» ASSIGNMENT
Report every line below that holds the word "utility".

Natural-language object grounding data
• • • •

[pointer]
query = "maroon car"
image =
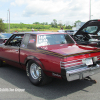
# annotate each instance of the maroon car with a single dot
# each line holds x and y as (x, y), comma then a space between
(47, 55)
(4, 37)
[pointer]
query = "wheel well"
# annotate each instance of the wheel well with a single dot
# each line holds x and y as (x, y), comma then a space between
(35, 61)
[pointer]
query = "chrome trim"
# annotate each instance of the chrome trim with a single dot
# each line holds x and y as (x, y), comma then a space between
(70, 61)
(73, 66)
(81, 73)
(70, 64)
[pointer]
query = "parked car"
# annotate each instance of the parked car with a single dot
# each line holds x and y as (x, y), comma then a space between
(50, 55)
(71, 32)
(88, 34)
(4, 37)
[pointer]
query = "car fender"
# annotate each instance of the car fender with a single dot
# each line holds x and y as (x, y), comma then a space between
(35, 60)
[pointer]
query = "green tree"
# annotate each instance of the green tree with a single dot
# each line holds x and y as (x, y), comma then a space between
(54, 23)
(76, 22)
(2, 26)
(36, 23)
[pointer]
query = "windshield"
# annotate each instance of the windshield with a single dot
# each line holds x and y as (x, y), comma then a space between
(5, 35)
(90, 29)
(53, 39)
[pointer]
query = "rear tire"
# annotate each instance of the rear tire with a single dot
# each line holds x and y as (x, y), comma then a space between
(36, 74)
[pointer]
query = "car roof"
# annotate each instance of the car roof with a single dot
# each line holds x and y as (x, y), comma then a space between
(39, 33)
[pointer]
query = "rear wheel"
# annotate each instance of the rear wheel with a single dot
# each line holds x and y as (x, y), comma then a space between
(36, 74)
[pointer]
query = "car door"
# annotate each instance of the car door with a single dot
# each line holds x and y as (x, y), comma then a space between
(10, 51)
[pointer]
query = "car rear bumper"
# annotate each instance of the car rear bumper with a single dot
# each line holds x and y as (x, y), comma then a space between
(82, 73)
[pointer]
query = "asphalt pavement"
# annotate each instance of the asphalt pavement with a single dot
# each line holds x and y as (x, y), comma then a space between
(14, 85)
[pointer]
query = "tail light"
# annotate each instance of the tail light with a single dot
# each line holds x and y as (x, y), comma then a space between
(72, 63)
(79, 63)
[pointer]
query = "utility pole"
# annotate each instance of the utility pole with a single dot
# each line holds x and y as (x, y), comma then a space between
(90, 10)
(9, 19)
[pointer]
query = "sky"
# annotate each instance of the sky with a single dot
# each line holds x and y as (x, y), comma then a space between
(64, 11)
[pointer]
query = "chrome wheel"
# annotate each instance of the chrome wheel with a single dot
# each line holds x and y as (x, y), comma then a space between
(34, 71)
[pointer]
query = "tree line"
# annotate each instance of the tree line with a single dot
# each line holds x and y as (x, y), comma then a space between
(36, 25)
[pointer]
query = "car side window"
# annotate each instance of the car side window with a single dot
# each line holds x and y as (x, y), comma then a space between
(25, 41)
(90, 29)
(15, 40)
(32, 42)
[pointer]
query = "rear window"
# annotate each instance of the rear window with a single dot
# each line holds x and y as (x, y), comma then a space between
(53, 39)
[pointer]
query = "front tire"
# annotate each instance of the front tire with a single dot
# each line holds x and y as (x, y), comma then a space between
(36, 74)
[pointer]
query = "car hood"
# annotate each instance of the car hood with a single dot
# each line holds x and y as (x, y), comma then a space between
(70, 49)
(89, 23)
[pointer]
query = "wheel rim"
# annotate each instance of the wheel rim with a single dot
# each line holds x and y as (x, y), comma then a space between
(34, 71)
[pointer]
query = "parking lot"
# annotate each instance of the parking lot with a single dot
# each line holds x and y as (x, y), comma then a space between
(14, 85)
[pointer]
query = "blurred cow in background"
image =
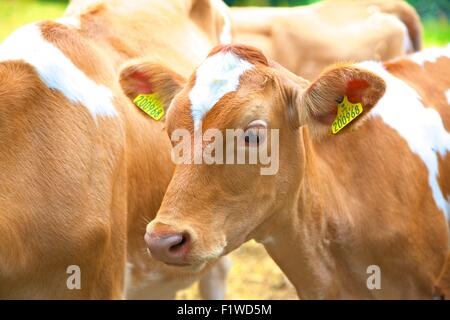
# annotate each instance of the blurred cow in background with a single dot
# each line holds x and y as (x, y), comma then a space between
(307, 39)
(370, 200)
(82, 170)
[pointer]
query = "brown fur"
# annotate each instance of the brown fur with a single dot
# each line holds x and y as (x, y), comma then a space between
(337, 205)
(76, 192)
(306, 39)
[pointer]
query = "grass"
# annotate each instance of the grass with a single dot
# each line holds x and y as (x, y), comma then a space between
(15, 13)
(436, 32)
(263, 279)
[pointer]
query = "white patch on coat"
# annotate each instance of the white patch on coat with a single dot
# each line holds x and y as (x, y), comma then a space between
(430, 55)
(57, 71)
(225, 36)
(407, 44)
(402, 109)
(216, 76)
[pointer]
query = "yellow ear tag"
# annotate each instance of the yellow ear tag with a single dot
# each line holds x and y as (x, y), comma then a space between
(347, 112)
(151, 105)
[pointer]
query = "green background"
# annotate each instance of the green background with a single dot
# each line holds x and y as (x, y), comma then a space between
(435, 14)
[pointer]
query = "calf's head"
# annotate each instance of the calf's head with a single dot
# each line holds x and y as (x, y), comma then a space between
(238, 105)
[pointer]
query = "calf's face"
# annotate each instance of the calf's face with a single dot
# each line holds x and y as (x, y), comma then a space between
(235, 126)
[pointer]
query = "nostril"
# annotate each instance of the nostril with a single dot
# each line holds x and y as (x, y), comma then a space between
(182, 243)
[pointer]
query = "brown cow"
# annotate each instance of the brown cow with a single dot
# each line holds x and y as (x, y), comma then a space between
(356, 214)
(82, 170)
(329, 32)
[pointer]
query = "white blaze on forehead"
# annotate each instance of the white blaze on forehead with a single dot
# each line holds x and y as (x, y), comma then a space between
(430, 55)
(57, 71)
(225, 36)
(402, 109)
(70, 22)
(216, 76)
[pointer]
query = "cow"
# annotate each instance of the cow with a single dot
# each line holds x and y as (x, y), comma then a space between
(329, 31)
(82, 169)
(358, 203)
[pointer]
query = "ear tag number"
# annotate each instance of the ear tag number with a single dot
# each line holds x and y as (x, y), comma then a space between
(151, 105)
(347, 112)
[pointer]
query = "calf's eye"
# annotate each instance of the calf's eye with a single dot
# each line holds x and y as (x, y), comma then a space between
(255, 133)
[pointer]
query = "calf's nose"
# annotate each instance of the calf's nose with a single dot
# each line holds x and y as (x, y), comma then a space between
(169, 248)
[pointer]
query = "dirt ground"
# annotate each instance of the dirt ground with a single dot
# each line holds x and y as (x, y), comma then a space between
(253, 276)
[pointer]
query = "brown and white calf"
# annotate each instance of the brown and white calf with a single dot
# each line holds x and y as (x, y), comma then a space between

• • • •

» SOLUTION TO THIS TASK
query = "utility pole"
# annotate each instance of the utility pole with a single dot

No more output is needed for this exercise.